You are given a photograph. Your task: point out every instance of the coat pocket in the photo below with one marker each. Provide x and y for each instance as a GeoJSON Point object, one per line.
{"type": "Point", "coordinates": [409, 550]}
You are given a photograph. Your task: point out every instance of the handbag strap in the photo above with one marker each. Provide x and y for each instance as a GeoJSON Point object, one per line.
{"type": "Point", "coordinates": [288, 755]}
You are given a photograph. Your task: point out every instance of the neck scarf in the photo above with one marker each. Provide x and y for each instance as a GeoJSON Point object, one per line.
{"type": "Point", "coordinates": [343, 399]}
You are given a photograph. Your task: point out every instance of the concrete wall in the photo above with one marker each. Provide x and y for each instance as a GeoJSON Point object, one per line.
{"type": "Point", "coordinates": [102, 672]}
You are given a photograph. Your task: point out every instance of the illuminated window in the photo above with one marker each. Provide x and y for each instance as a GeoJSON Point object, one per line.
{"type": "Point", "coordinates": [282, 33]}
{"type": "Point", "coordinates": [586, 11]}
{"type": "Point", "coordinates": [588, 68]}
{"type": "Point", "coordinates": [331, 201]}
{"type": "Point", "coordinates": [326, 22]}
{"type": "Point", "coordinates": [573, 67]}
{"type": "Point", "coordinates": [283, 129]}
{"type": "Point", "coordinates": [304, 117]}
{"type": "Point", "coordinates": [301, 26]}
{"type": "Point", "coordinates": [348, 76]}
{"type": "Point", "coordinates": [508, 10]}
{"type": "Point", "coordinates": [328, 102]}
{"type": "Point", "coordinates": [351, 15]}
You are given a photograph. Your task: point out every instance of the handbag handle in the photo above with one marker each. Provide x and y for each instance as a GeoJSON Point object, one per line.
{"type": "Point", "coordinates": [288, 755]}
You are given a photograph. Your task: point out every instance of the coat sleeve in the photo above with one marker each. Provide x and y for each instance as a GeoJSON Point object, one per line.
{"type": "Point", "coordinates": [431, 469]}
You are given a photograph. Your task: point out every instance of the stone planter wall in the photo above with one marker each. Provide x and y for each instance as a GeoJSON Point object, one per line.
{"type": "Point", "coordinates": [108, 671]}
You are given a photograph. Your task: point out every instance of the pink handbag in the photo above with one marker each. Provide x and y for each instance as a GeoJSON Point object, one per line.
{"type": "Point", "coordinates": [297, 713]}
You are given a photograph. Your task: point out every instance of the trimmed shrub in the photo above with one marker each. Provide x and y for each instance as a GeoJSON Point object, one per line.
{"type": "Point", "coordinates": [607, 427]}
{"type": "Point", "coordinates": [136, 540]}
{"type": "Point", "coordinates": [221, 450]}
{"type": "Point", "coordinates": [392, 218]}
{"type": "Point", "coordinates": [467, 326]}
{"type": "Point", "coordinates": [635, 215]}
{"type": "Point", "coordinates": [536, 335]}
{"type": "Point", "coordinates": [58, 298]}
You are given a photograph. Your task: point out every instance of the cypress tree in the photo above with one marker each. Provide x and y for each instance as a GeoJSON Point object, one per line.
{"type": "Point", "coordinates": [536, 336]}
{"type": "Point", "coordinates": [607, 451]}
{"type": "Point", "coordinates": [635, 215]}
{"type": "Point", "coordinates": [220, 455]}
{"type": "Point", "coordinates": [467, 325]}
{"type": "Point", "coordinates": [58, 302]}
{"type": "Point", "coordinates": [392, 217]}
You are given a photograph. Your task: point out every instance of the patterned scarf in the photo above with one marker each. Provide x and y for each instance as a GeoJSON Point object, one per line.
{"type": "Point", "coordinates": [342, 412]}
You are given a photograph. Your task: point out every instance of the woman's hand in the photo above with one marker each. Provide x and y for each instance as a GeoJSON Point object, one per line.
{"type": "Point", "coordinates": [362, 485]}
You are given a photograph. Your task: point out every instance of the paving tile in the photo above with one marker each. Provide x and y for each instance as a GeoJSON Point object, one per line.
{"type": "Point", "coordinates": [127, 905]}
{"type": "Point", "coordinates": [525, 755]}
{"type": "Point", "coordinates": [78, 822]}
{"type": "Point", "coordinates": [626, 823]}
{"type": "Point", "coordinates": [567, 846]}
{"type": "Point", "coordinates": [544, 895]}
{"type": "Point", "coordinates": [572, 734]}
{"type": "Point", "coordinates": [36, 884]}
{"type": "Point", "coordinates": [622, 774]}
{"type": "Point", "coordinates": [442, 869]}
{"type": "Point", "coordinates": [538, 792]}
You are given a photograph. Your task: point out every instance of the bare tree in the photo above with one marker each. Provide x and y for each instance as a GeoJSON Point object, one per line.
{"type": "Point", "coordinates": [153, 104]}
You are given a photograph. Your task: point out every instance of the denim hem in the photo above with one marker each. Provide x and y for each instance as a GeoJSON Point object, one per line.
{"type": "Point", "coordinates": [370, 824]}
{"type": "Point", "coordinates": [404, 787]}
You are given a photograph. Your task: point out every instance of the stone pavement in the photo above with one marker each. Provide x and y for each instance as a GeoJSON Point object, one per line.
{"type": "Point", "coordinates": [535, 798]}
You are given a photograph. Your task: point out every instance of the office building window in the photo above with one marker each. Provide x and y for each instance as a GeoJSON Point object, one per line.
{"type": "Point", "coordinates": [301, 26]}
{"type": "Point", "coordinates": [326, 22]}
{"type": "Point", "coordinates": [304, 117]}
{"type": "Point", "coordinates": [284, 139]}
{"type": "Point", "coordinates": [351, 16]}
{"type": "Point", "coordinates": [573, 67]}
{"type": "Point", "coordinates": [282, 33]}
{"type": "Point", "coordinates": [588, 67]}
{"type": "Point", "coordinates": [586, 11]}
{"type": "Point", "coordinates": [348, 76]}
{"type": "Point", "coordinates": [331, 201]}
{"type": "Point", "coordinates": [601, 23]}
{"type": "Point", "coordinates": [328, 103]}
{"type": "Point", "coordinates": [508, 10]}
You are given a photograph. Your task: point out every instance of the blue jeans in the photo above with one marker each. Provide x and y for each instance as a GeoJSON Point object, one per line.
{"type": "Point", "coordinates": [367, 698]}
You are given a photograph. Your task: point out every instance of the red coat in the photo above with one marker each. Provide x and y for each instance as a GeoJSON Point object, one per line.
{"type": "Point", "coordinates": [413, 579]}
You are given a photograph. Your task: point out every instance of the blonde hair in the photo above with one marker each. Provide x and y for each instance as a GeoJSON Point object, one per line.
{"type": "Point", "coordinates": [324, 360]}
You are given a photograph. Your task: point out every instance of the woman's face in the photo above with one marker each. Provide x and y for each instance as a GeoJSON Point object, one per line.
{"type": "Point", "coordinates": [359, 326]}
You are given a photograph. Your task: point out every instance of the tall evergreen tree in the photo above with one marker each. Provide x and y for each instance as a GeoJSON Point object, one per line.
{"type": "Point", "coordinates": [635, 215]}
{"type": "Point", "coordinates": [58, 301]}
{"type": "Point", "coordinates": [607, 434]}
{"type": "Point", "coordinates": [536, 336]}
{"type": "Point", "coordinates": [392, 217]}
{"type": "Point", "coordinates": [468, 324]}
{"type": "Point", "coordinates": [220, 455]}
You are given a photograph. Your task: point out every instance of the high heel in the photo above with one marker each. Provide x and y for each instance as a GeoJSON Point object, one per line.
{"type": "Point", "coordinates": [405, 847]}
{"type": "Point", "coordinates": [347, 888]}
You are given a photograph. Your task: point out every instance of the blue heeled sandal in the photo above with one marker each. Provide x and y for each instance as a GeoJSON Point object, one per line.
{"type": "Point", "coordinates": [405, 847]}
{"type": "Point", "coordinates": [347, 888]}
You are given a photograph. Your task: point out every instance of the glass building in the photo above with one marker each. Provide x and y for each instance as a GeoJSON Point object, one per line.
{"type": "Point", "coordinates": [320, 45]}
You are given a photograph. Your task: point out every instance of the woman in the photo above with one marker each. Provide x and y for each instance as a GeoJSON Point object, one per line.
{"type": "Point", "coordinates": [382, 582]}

══════════

### Exercise prompt
Write out the lines of the records exactly, starting at the one holding "the blue heeled" and ending with the last line, and include no others.

### Exercise result
You are given a photograph. Your task: point out every instance of the blue heeled sandal in the photo above with one marker each. Provide x and y for each instance as a GeoJSON Point object, one per line.
{"type": "Point", "coordinates": [405, 847]}
{"type": "Point", "coordinates": [347, 888]}
You are given a photograph. Your task: point out every instance of the glass building in the photo above with one marker each. Provide x and y for each instance as a GeoJSON Point object, one per line.
{"type": "Point", "coordinates": [320, 45]}
You are given a photograph. Your task: point out every instance of the woman in the photo above with one marker each. Provide x and y for each instance as a GeoJSON Point object, one per line.
{"type": "Point", "coordinates": [382, 582]}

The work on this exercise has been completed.